──────── ИСХОДНЫЙ ОТРЫВОК

Как только все игроки •в карты “узнают”, что принятых правил игры вообще больше
никто не придерживается, или как только окажется, что объективно шанса,
принимаемого обычно в расчет, не существует, и поэтому и субъективно не
принимается больше в расчет шанс на то, что убийца, например, будет
интересоваться установленным порядком, который он сознательно нарушает, именно
потому, что подобное нарушение не влечет за собой никаких последствий для
него, — в таких случаях этот установленный порядок эмпирически больше не
существует, а, следовательно, не существует и соответствующего объединения в
общество. Оно сохраняется до той поры и в той степени, пока в практически
релевантном масштабе так или иначе сохраняется в усредненно
предполагаемом смысле ориентированное на его установления поведение. Границы
здесь, однако, размыты.
Из сказанного явствует также, что реальное поведение индивида
вполне может быть субъективно осмысленно ориентировано на несколько
систем установлении, которые по принятому в них конвенциональному мышлению в
смысловом отношении “противоречат” друг другу, однако тем не менее параллельно
сохраняют свою эмпирическую “значимость”. Так, например, согласно господствующим
(в среднем) воззрениям на “смысл” нашего законодательства, дуэли категорически
запрещены. Между тем в соответствии с широко распространенными представлениями о
“смысле” считающихся в обществе значимыми условностей дуэль часто бывает
неизбежна. Участвуя в дуэли, индивид ориентирует свое поведение на эти
конвенциональные предписания; однако, скрывая свои действия, он ориентируется на
требования закона. Следовательно, практическое воздействие эмпирической (т. е.

────────────────
──────── ИСХОДНЫЕ ДАННЫЕ

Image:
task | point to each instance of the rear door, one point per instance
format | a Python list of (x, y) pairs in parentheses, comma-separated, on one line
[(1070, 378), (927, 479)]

────────────────

- **ЗАДАЧА A**: Что, согласно отрывку об установленном порядке, господствующие воззрения на смысл нашего законодательства говорят о дуэлях?
- **ЗАДАЧА B**: Допишите отрывок об установленном порядке, начав сразу после его последних слов.

- **ОТВЕТ A**: Дуэли категорически запрещены.

- **ОТВЕТ B**:
здесь и всегда: в среднем ожидаемой для субъективно осмысленной
ориентации поведения) значимости обеих систем установлений в этом случае
различно. Между тем обеим системам мы приписываем эмпирическую “значимость”,
которая состоит в том, что поведение осмысленно ориентируется на их (субъективно
постигнутый) смысл и испытывает его влияние. Естественным выражением
эмпирической “значимости” системы мы будем считать шанс на то, что ее
установлениям “будут следовать”. Это значит, что объединенные в общества
индивиды в среднем с достаточной долей вероятности рассчитывают на
“соответствующее” (в среднем) “требованиям” установленного порядка поведение
других, и сами в среднем также подчиняют свое поведение таким же их ожиданиям
(“соответствующее установленному порядку общественное поведение”). Однако
необходимо подчеркнуть следующее: эмпирическая “значимость” системы не
исчерпывается усредненной обоснованностью “ожиданий” одними индивидами,
объединенными в общества, определенного фактического поведения других людей. Это
лишь наиболее рациональное и социологически непосредственно доступное значение.
Но поведение каждого из индивидов данной системы, ориентированное
исключительно на то, что другие “ждут” от него соответствующего
поведения, составило бы абсолютный пограничный случай чисто “общностно
ориентированных действий” и свидетельствовало бы также об абсолютной лабильности
самих этих ожиданий. Последние тем больше “обоснованы” усредненной вероятностью,
чем больше можно в среднем рассчитывать на то, что индивиды ориентируют свои
действия не только на “ожидания” от других
определенного поведения, и в чем более релевантной степени
распространено среди них субъективное воззрение, что для них “обязательна”
(субъективно осмысленно, постигнутая) “легальность” отношения к
системе.
Действия вора и шулера мы будем определять как (субъективно)
“противоречащие установленному порядку” общественные действия, а действия, по
своей интенции субъективно ориентированные на этот порядок, но отклоняющиеся от
усредненного истолкования его правил, — как общественные действия,
“отклоняющиеся от нормативных”. За пределами этих категорий находятся только
случаи “обусловленных обобществлением действий”. Например, кто-либо полагает,
что он вынужден в своем поведении целерационально исходить из обязанности,
которую он взял на себя вследствие факта включенности в общество (отказаться,
например, от каких-либо действий из-за обусловливаемых ими дальнейших расходов).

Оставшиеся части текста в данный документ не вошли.